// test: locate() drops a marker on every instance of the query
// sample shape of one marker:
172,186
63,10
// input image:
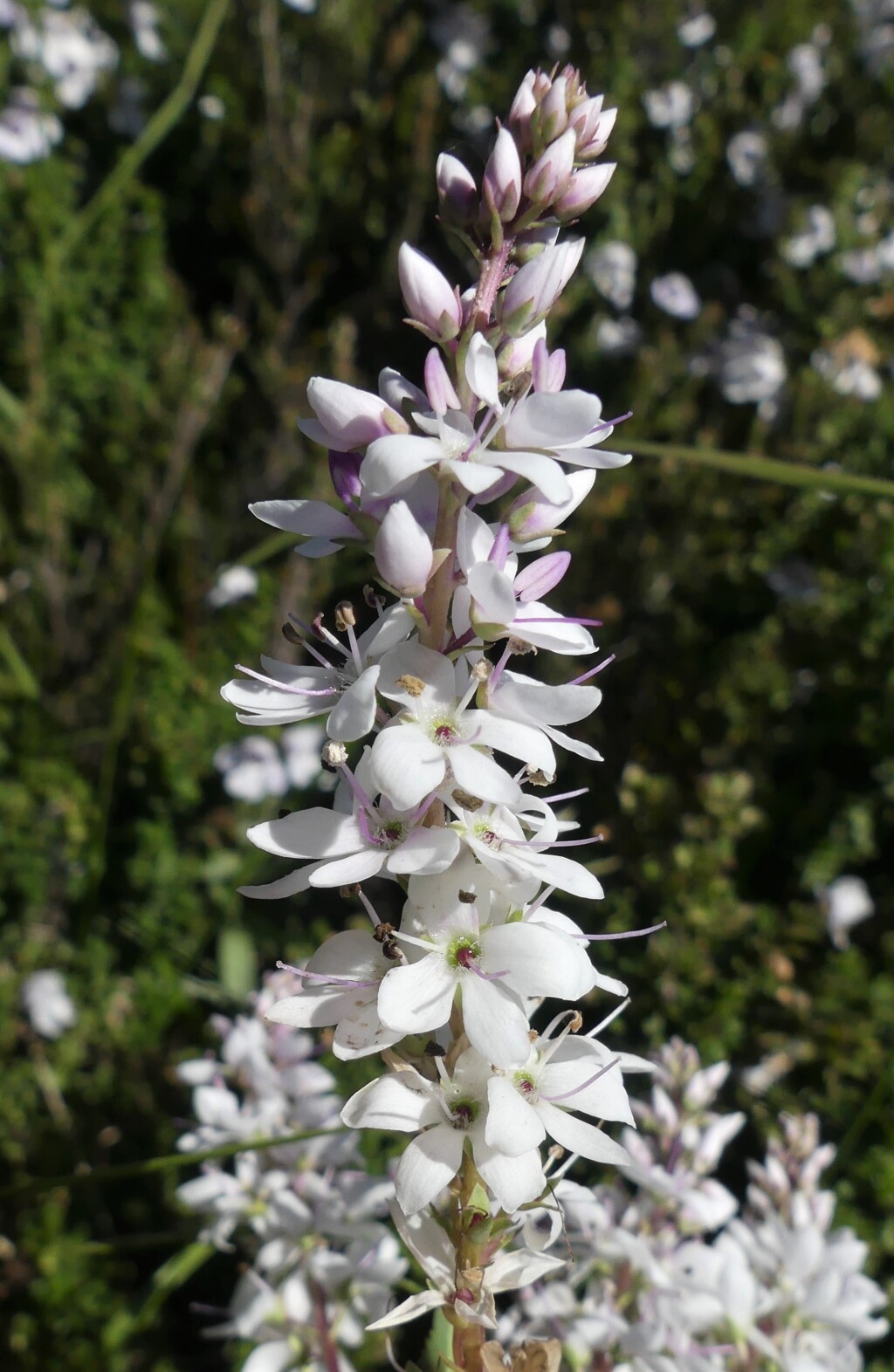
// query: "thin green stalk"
──────────
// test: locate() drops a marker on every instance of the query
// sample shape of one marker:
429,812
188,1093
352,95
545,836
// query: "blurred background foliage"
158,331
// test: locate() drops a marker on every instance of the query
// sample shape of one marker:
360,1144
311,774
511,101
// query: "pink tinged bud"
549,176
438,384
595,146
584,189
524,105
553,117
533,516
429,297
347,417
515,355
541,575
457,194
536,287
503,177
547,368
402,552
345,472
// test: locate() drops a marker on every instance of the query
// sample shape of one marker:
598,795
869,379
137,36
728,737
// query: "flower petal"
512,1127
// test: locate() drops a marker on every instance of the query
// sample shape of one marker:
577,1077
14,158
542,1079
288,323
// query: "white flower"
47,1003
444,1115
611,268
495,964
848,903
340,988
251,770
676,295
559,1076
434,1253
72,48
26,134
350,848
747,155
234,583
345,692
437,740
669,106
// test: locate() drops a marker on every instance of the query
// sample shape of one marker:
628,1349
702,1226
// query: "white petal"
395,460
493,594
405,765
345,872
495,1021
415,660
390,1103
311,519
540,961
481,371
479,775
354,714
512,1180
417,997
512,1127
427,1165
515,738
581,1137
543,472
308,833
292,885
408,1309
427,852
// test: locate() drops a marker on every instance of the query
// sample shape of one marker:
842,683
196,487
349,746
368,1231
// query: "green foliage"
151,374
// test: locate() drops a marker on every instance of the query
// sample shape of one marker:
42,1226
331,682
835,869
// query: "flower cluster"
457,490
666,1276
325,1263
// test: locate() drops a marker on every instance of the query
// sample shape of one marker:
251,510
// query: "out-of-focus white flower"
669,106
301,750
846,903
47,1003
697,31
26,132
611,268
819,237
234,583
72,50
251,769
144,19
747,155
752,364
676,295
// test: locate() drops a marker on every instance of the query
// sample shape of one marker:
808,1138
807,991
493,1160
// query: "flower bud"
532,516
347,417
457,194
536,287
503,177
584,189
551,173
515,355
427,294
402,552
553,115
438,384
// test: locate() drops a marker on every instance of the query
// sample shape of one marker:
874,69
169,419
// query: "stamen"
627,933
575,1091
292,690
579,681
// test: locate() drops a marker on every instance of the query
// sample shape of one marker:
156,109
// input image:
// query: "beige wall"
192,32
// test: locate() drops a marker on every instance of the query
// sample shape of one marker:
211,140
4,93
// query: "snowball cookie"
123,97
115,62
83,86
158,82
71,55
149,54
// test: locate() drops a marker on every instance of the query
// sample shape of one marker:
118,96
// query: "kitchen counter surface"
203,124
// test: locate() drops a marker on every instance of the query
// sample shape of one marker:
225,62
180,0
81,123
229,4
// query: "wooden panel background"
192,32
──────────
To be done — Count the lines in the records that contain the string "flower", matching case exactly, and reply with that number alone.

The output — 5